[Data]:
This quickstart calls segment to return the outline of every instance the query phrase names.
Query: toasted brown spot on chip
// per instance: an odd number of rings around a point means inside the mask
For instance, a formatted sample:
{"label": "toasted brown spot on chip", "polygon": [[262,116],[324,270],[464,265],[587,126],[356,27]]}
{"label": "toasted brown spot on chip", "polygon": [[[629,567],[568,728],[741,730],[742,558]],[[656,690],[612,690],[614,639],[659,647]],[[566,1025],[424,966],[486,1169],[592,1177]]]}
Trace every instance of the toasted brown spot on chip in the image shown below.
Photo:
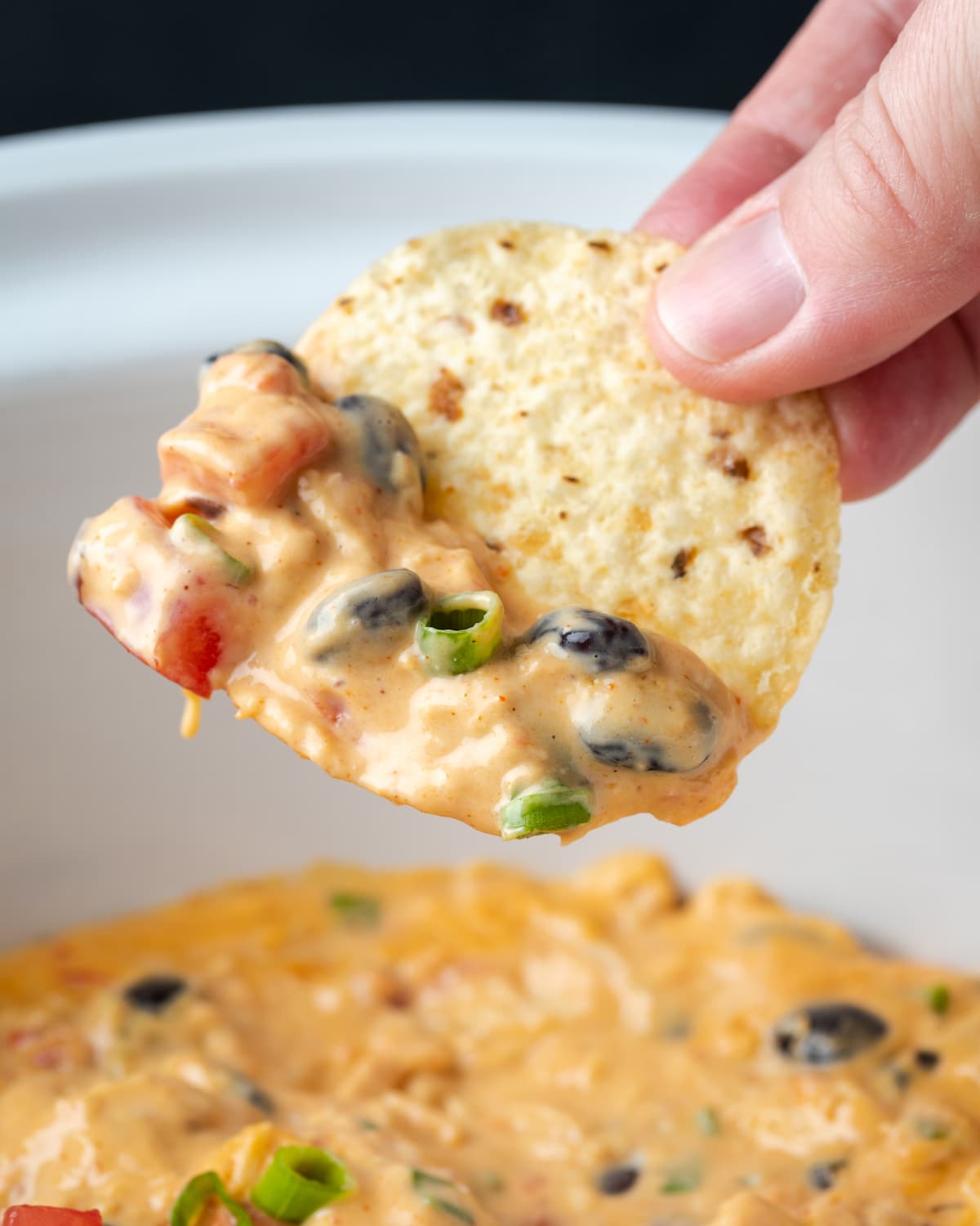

[What is expected]:
Pull out each line of the listing above that contains the word "instance" and copy those lines in full. Match the case of the word.

[Task result]:
This quickstart calls segment to return the outline of every instance the query phrase names.
// per instance: an odd number of rings around a point means inside the mask
For instance, a formatted sample:
Trace every instance of the toasted brown spot on chip in the image shown below.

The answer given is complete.